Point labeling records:
— Begin —

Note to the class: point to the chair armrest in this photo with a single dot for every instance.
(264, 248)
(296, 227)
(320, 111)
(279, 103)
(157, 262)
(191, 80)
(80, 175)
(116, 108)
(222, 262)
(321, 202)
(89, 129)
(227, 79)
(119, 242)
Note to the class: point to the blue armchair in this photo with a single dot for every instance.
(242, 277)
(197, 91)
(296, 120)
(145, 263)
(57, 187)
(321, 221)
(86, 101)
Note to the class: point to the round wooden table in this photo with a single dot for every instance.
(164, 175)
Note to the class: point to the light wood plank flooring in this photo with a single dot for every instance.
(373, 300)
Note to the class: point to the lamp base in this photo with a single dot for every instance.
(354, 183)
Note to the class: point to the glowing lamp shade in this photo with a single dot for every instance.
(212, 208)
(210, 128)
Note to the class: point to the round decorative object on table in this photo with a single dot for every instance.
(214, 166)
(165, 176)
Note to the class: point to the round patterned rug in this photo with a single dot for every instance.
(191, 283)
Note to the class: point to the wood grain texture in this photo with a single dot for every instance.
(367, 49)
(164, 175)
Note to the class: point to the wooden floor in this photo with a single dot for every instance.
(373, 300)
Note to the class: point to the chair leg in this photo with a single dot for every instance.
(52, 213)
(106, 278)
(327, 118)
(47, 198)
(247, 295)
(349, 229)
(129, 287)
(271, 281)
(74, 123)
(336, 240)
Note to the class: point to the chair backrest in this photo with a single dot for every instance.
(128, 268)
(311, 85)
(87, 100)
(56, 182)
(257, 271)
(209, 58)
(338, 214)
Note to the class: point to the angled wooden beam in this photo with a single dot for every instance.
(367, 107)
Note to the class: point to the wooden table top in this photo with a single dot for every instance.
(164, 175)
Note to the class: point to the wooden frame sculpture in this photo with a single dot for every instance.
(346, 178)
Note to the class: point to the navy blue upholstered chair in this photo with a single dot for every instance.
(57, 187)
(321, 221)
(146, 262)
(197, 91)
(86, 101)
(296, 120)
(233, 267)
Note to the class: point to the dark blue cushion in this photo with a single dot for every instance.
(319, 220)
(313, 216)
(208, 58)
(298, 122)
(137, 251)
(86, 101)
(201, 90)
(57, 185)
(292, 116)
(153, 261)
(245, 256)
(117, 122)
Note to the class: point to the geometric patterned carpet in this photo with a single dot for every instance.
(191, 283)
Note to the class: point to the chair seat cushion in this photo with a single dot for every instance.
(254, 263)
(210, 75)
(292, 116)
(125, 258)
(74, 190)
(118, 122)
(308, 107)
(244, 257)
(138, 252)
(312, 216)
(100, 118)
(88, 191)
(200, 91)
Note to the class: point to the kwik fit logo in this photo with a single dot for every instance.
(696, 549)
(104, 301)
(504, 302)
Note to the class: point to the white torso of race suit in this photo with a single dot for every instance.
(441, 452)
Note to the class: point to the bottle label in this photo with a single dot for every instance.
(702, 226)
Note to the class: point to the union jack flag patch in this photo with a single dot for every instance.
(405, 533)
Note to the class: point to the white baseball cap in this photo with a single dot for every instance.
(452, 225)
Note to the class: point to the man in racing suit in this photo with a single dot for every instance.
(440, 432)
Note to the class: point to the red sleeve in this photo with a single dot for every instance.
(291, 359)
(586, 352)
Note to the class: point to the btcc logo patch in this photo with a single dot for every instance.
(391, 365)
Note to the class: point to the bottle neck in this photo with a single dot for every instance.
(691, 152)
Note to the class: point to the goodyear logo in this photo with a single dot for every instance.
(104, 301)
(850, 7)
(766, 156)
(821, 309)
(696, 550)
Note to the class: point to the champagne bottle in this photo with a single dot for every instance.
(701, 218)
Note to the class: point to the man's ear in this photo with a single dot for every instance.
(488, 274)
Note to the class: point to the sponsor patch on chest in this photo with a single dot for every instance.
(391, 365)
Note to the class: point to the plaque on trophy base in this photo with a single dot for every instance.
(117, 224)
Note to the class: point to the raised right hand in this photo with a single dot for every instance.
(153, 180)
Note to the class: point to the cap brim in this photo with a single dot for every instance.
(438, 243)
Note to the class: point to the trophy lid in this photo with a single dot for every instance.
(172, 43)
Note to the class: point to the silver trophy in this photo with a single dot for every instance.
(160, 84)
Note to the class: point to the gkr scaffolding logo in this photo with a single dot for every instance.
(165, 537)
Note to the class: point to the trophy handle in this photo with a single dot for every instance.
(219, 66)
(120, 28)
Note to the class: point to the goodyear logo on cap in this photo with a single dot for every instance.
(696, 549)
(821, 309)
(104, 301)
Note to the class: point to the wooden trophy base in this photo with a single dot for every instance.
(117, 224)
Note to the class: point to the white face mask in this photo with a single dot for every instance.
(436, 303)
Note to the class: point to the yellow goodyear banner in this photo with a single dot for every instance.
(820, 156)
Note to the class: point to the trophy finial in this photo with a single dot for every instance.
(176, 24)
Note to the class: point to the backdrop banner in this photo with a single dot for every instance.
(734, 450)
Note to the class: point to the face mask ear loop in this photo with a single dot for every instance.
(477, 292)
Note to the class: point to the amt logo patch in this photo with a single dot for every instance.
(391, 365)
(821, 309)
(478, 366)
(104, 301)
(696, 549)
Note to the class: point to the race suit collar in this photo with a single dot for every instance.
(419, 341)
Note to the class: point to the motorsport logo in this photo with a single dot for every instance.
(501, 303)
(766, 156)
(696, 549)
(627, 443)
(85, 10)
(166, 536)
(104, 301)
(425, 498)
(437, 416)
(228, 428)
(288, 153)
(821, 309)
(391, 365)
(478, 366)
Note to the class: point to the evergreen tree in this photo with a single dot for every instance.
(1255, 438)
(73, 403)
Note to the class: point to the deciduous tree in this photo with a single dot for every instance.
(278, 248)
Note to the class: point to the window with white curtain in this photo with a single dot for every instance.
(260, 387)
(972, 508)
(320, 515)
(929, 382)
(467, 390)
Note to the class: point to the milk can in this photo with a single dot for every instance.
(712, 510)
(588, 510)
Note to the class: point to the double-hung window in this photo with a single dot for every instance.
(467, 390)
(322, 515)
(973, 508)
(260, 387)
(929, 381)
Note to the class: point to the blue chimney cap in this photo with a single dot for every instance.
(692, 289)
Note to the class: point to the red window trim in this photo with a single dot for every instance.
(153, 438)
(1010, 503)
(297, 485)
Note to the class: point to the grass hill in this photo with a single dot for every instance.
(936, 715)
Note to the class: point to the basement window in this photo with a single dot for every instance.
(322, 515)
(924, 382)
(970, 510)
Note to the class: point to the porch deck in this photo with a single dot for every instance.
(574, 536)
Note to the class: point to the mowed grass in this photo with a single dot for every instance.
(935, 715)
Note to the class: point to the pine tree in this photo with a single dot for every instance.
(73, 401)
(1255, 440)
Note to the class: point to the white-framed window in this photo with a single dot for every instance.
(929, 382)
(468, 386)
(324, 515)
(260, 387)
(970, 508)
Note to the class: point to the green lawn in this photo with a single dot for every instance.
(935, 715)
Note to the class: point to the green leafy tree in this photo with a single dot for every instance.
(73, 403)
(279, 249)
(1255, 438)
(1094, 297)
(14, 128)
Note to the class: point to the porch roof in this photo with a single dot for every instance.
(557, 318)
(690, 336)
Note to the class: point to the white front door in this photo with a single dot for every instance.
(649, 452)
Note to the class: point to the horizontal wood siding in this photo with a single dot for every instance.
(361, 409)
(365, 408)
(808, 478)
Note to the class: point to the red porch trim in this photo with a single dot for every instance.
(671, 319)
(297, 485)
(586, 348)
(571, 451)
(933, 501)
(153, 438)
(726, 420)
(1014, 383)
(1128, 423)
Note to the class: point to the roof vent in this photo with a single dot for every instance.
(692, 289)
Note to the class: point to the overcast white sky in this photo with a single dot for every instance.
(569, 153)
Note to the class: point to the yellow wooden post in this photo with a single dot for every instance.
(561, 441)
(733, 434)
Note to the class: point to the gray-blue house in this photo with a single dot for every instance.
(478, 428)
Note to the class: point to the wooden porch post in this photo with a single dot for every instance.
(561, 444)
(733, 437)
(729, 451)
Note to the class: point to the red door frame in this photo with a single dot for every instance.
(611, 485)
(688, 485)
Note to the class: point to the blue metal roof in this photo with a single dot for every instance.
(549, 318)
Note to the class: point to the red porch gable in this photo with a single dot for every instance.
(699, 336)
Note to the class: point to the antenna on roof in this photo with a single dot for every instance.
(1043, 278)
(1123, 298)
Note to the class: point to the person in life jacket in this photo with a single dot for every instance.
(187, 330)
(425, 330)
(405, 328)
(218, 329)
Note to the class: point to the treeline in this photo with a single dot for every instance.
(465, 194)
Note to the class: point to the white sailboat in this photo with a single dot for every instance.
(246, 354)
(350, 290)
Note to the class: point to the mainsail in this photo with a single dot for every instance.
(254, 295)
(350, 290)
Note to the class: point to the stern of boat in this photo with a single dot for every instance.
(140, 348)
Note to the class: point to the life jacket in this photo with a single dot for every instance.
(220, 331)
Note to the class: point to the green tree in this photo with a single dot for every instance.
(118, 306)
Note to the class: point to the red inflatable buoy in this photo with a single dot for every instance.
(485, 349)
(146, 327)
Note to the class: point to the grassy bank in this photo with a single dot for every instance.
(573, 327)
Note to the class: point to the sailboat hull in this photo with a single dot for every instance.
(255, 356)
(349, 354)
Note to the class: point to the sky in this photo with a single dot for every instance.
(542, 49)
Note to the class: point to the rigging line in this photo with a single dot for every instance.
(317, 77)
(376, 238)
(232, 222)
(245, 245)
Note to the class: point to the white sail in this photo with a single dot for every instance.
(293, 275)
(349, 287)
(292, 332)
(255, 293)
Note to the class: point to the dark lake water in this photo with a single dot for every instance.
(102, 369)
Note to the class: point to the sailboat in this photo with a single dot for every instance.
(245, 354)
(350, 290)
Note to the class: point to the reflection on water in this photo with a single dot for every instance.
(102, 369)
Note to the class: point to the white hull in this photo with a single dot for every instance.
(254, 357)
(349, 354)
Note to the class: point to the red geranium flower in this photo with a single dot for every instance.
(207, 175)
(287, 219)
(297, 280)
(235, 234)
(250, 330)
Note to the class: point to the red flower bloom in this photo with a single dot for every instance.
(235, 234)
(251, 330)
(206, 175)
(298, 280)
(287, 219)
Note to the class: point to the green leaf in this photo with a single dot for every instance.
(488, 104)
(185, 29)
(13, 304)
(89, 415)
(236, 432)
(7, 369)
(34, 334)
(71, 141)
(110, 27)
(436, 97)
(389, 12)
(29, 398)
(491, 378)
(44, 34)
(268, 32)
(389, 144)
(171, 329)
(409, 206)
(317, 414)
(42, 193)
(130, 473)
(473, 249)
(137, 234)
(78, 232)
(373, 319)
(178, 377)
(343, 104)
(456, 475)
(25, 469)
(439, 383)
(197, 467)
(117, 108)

— End —

Task goal: Express the records as a Markdown table with the columns Row and Line, starting with the line that contains "Note to the class: point to the red flower" and going on through the last line of the records. Number each row and leave out any blank lines.

Correct output:
| Row | Line |
|---|---|
| 1 | Note to the class: point to the red flower bloom in this photo with a single dot for every instance. |
| 2 | (235, 234) |
| 3 | (251, 330) |
| 4 | (206, 175) |
| 5 | (298, 280) |
| 6 | (287, 219) |
| 7 | Note to the class: point to the green leaf in this photo with a single dot for every instance. |
| 8 | (488, 104) |
| 9 | (185, 29) |
| 10 | (13, 304) |
| 11 | (89, 415) |
| 12 | (236, 432) |
| 13 | (7, 369) |
| 14 | (34, 334) |
| 15 | (71, 141) |
| 16 | (110, 27) |
| 17 | (436, 97) |
| 18 | (389, 12) |
| 19 | (29, 398) |
| 20 | (491, 378) |
| 21 | (44, 34) |
| 22 | (268, 32) |
| 23 | (389, 144) |
| 24 | (171, 329) |
| 25 | (409, 206) |
| 26 | (317, 414) |
| 27 | (42, 193) |
| 28 | (130, 473) |
| 29 | (473, 249) |
| 30 | (137, 234) |
| 31 | (78, 232) |
| 32 | (373, 319) |
| 33 | (178, 377) |
| 34 | (343, 104) |
| 35 | (456, 475) |
| 36 | (25, 469) |
| 37 | (439, 383) |
| 38 | (197, 467) |
| 39 | (117, 108) |